### READING TEXT
Monday, February 8, 2010

Reading Response 3: Due February 8 @ Noon

1. Post your response to Brakhage's Prelude: Dog Star Man.
I really, almost violently, disliked Prelude: Dog Star Man. Perhaps its because I reject Brakhages mission to find the "untrained eye". I like the supposed "story" of the film, but while seeing the film I couldn't connect any of the dots. I liked the intro with the black screen, then it gradually becomes red reproducing the sunlight shining through your eyelids. In theory I am a big fan of the soft editing too. Which you would think would make the film easier to watch. I just thought it was too long, and way to fast. To keep my head from exploding I had to shut my mind out, and let the visuals work on me. I think its easy to see that Brakhage worked really hard to achieve the look he was going for in this film, but I just do not like it.

Sitney, “Apocalypses and Picaresques”

2. Why does Sitney argue that synechdoche plays a major role in Christopher Maclaine’s The End, and how does the film anticipate later achievements by Brakhage and the mythopoeic form? He uses metaphor throughout the film. The images have a direct and indirect relationship to the narrative, similar the film scratching of the blind mans eyes in Brakhages Reflections of the Black.

3. What are some similarities and differences between the apocalyptic visions of Christopher Maclaine and Bruce Conner? Both Maclaine and Conner use metaphor to create distance from the material, as well as a doom and gloom mood. Howerver, Conner relies on humor, eroticism, and violence to do this.

4. Why are the films of Ron Rice (The Flower Thief) and Robert Nelson (The Great Blondino) examples of Beat sensibility and what Sitney calls the picaresque form? It portrays the absurd, anarchistic, often infantile adventures of an innocent hero.

### Records from a collection
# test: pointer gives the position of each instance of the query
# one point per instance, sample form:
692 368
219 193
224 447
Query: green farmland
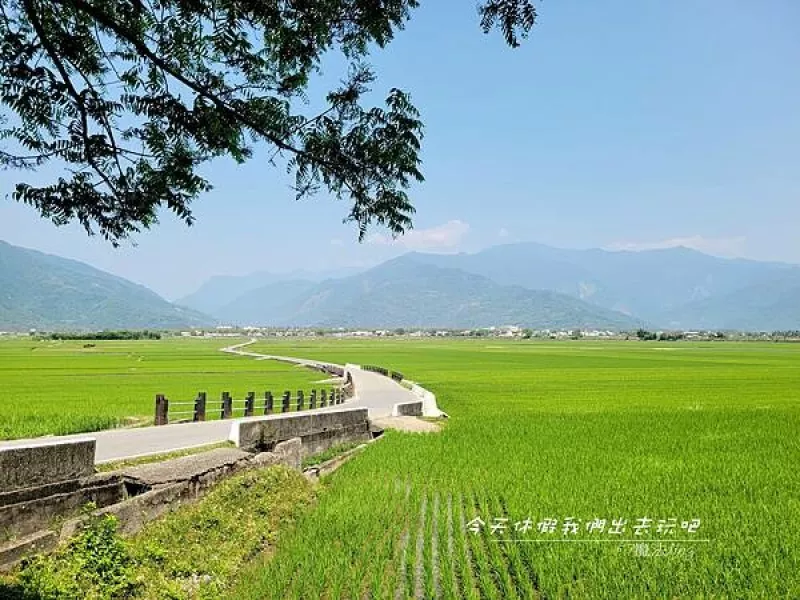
558 430
58 387
569 431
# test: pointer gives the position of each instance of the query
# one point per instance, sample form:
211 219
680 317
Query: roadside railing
226 407
396 375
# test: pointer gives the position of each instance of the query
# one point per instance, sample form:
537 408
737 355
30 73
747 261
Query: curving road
377 393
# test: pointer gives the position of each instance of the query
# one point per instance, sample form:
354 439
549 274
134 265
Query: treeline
107 335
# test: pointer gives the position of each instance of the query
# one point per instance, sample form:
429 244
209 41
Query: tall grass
560 430
60 387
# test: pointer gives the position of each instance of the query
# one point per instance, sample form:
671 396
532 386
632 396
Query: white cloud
726 247
442 237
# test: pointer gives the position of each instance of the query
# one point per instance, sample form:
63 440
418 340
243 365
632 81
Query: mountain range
42 291
675 288
529 285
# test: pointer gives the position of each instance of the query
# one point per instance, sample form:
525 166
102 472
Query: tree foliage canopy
127 98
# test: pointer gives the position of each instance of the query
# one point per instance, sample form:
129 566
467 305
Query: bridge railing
396 375
201 408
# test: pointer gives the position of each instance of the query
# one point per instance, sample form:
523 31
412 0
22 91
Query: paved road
375 392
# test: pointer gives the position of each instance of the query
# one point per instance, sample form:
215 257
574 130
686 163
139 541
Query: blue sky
618 124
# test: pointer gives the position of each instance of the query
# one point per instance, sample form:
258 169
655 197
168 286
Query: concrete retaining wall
408 409
41 464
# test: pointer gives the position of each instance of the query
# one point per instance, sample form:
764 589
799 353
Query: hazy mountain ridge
675 287
43 291
528 285
405 292
218 292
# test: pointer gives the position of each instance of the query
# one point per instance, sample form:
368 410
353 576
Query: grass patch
548 430
332 452
195 552
59 387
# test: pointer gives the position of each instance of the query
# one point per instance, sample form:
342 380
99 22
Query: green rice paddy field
543 431
555 437
59 387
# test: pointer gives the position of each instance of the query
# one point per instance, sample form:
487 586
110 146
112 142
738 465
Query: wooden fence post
161 410
249 404
200 407
227 406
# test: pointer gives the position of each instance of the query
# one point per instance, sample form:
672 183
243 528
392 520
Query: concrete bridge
382 396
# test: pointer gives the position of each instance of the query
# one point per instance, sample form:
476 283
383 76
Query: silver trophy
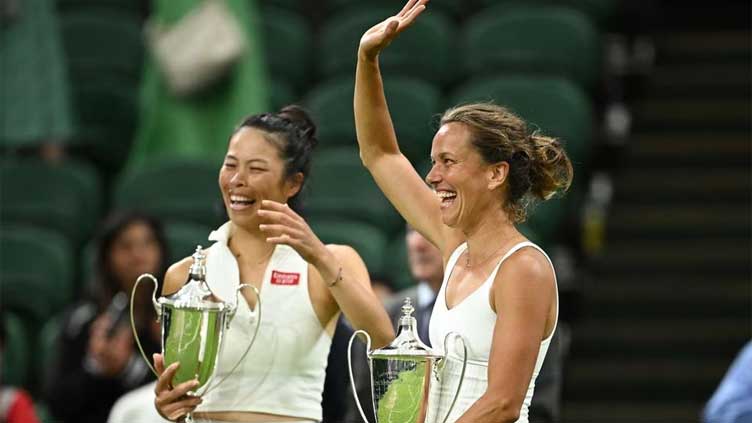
402 373
193 324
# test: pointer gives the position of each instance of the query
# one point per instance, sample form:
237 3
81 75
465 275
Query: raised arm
377 140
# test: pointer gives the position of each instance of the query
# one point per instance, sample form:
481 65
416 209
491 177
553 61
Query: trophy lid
195 294
407 344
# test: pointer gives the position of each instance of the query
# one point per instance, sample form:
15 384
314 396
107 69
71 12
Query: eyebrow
230 156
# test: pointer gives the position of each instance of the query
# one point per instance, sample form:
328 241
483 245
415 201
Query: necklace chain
467 258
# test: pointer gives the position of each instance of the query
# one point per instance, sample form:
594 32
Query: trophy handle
133 322
462 373
255 332
349 368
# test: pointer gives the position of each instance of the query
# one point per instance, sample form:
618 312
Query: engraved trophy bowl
402 373
193 322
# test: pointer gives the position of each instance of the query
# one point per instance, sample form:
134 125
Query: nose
238 178
434 176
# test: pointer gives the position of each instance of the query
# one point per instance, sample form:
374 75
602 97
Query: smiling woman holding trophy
487 166
303 285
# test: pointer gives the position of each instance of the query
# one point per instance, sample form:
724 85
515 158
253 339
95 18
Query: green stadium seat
423 52
597 10
557 107
17 352
543 40
36 272
330 104
64 197
340 187
99 39
368 240
287 45
181 189
412 103
107 114
281 94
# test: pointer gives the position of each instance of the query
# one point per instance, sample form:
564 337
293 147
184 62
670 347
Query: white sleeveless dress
285 368
474 320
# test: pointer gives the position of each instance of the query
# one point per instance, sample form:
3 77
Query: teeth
239 198
445 194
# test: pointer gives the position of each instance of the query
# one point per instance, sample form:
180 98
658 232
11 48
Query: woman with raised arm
304 284
487 166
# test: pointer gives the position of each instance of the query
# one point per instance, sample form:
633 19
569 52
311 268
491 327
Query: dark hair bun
302 121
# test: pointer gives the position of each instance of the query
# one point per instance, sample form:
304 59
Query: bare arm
377 140
523 295
353 294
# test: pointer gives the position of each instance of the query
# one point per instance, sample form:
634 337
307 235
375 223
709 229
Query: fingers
163 382
158 363
175 415
279 230
175 410
279 207
412 14
391 28
271 216
409 5
285 240
170 396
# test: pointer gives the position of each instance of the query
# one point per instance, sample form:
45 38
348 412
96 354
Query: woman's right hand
172 403
379 36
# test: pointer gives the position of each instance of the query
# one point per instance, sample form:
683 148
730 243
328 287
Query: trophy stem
349 368
462 373
133 322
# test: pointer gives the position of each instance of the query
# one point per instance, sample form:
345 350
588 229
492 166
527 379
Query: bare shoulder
176 276
525 269
344 252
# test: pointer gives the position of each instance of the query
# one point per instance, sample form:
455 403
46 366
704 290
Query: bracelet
337 279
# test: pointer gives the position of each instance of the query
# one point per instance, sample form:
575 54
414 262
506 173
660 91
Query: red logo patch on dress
284 278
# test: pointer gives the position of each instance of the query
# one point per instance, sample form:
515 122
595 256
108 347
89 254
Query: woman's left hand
283 226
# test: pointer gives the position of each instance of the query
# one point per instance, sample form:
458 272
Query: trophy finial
198 268
407 308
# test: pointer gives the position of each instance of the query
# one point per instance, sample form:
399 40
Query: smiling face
465 184
253 171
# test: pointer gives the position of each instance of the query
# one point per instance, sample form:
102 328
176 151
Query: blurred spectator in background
35 109
98 360
427 269
15 404
732 401
137 406
198 124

### CHALLENGES
#1 According to the reading response, what does Conner rely on to create distance and a doom and gloom mood?
#2 Return each line of the rows that includes the string "patch".
The reading response and the rows were taken from separate, unrelated sources.

### ANSWER LIST
#1 Humor, eroticism, and violence.

#2
Query: grass patch
Query: red logo patch on dress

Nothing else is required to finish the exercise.